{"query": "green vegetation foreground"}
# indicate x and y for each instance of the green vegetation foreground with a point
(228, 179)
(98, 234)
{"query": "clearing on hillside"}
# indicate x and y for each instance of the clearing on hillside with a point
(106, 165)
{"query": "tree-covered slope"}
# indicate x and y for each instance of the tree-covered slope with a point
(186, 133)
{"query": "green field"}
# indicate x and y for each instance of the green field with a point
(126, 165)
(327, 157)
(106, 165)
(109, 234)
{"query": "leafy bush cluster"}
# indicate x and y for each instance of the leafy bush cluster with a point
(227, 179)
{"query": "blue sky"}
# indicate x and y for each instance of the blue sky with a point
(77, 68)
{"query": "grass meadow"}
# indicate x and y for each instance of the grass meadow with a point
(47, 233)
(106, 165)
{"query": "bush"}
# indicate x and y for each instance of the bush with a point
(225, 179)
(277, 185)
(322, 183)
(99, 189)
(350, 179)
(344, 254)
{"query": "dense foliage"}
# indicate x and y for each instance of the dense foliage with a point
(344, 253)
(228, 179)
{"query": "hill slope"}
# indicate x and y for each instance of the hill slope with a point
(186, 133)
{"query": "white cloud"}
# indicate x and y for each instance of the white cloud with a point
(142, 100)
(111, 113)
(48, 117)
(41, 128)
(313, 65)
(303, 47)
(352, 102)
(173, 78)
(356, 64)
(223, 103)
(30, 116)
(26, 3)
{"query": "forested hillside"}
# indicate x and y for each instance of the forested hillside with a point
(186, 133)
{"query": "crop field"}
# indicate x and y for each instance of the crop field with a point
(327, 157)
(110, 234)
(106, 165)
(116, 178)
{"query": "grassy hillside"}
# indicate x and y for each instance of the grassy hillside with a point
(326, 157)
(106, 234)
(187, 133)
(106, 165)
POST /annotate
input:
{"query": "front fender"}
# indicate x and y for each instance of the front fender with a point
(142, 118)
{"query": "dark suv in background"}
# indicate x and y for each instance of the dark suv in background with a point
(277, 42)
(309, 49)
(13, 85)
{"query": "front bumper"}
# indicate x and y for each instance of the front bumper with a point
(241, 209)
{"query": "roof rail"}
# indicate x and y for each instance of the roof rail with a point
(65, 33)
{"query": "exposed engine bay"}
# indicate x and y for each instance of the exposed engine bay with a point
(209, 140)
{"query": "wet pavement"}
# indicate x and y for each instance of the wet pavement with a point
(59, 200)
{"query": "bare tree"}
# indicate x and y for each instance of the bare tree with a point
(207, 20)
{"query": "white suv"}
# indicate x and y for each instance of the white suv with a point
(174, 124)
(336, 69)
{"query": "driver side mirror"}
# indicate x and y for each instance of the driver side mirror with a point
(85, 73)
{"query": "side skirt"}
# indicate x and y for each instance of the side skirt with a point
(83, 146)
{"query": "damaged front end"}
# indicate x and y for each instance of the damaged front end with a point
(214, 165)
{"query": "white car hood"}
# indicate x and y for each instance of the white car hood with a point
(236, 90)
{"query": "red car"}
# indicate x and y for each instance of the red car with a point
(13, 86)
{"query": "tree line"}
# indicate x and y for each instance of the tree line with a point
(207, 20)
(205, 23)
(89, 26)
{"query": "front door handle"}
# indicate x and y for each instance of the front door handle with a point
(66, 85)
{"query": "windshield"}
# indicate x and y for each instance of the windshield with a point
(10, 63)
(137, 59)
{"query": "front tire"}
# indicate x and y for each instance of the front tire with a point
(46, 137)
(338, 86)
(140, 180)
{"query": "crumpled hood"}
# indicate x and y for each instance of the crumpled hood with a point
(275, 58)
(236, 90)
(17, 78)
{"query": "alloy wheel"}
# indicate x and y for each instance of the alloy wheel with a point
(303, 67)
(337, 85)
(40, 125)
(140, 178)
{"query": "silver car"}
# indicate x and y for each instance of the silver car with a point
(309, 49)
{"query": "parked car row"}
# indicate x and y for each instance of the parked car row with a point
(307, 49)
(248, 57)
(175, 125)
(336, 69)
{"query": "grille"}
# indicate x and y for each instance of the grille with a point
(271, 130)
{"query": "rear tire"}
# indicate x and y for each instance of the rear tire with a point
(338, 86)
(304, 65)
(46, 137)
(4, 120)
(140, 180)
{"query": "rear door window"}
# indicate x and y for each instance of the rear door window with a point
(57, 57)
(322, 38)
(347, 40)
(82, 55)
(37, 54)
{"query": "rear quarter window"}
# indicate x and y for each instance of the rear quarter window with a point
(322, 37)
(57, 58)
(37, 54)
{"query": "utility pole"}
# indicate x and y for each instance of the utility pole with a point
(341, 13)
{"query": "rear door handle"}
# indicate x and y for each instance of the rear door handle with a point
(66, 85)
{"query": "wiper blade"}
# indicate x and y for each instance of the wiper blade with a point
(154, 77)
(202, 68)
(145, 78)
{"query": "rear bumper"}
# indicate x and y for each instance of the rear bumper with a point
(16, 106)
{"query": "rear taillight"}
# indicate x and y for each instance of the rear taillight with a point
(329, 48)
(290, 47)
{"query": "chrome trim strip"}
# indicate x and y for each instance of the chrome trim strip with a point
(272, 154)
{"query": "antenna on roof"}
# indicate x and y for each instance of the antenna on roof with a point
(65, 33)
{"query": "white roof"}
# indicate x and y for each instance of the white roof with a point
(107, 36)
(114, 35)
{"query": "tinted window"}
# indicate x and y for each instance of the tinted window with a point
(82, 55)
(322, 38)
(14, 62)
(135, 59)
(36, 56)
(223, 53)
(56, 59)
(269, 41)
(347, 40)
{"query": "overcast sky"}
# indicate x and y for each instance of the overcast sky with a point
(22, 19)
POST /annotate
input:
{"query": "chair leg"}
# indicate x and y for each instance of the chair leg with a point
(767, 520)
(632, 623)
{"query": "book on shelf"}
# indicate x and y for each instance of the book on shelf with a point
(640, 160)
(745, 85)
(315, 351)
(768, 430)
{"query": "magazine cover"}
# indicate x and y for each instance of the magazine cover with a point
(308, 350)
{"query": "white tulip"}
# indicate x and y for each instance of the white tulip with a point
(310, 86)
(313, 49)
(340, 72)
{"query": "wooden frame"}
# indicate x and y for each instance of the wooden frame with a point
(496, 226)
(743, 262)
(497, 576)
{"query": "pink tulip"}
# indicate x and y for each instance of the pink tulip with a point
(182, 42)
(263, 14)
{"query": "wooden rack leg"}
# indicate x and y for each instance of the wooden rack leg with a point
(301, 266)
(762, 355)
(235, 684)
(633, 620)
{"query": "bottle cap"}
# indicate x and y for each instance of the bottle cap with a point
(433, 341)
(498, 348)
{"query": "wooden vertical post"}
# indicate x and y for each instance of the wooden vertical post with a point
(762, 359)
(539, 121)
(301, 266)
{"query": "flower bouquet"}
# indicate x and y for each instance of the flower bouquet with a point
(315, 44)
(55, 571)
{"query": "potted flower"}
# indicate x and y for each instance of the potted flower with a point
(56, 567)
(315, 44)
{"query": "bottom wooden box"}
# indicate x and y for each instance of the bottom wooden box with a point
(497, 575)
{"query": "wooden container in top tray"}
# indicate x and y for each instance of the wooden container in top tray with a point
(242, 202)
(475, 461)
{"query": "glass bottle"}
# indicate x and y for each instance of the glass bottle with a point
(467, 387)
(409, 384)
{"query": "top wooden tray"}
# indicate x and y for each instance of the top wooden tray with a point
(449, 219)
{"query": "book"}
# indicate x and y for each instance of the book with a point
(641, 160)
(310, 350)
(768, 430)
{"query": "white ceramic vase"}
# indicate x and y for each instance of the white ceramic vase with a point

———

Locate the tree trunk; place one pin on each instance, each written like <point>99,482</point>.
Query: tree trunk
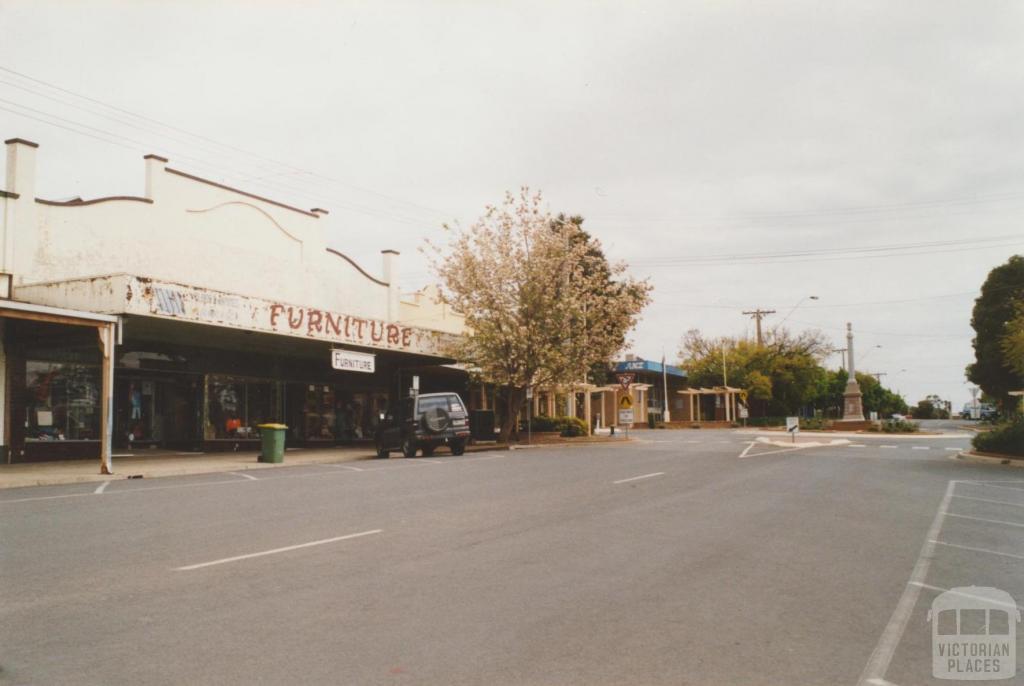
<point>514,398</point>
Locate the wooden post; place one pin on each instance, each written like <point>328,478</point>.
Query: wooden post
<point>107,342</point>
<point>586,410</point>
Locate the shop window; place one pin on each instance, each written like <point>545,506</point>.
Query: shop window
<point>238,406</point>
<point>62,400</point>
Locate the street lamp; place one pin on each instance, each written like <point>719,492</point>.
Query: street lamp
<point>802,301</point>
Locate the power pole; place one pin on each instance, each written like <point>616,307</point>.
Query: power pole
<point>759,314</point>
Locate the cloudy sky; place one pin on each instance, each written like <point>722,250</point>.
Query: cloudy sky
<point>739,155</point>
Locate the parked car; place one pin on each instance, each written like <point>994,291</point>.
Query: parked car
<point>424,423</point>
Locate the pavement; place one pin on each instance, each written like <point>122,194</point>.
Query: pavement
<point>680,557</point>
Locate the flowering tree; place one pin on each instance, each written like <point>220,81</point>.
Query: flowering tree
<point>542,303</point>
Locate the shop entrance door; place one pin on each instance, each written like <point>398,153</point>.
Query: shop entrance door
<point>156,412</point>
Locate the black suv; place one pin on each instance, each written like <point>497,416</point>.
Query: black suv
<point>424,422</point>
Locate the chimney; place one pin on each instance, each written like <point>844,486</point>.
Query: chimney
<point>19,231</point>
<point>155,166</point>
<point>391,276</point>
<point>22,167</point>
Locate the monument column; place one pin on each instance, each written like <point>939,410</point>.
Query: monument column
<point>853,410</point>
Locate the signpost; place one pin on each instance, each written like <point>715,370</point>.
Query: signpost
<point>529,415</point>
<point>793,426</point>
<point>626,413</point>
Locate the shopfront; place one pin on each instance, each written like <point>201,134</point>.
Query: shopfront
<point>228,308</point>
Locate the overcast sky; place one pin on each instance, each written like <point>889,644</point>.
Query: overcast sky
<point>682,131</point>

———

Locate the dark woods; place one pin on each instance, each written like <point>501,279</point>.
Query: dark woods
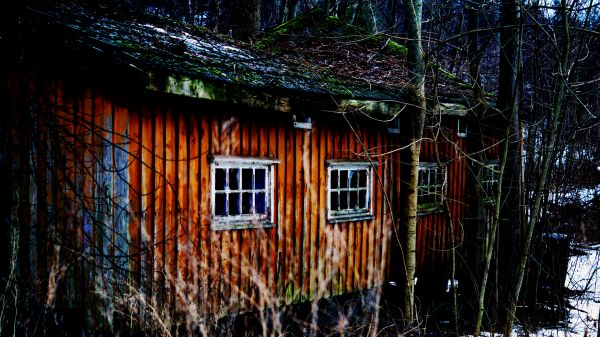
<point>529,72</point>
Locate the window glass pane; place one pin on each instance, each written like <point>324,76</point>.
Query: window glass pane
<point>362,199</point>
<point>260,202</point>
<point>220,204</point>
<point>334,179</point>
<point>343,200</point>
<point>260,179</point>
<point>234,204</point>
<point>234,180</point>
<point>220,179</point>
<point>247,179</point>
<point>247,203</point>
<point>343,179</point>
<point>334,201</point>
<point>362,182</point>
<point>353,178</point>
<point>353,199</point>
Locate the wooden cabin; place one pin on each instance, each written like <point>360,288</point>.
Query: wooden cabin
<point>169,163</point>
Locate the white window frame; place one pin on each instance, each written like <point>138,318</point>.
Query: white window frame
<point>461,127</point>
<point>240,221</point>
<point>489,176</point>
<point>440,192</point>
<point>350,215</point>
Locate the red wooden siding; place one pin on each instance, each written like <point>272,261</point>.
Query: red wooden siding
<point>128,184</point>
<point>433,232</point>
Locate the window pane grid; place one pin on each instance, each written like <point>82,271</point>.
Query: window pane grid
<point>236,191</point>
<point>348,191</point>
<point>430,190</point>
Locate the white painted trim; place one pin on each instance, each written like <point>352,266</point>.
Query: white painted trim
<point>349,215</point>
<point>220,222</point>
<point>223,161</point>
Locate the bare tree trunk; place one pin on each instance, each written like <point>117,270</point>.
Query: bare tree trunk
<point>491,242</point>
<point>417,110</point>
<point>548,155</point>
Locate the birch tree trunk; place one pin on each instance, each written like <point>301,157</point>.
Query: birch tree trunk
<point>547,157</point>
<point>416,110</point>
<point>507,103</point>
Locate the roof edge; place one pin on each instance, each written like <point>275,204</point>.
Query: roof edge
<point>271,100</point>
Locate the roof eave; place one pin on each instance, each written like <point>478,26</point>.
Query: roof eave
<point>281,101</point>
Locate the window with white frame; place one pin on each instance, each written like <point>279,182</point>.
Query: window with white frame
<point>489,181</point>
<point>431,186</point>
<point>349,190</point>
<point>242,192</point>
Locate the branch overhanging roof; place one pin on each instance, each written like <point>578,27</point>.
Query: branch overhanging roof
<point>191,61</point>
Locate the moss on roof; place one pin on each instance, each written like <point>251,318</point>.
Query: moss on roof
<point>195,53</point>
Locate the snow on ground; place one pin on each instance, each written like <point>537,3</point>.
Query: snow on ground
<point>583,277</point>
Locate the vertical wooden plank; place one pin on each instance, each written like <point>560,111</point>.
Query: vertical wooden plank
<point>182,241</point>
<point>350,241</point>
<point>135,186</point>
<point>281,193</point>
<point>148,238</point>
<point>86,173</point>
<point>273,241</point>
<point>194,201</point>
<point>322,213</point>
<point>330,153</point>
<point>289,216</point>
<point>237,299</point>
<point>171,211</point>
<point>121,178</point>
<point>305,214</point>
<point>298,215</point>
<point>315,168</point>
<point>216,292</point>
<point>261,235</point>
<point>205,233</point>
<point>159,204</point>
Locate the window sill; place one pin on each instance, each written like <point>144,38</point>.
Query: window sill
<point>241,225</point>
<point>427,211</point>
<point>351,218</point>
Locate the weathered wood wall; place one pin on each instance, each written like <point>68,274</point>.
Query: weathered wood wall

———

» About this exercise:
Every line above that holds the word "vase" should be copied out.

» Result of the task:
{"query": "white ceramic vase"}
# indicate x and y for each instance of the white ceramic vase with a point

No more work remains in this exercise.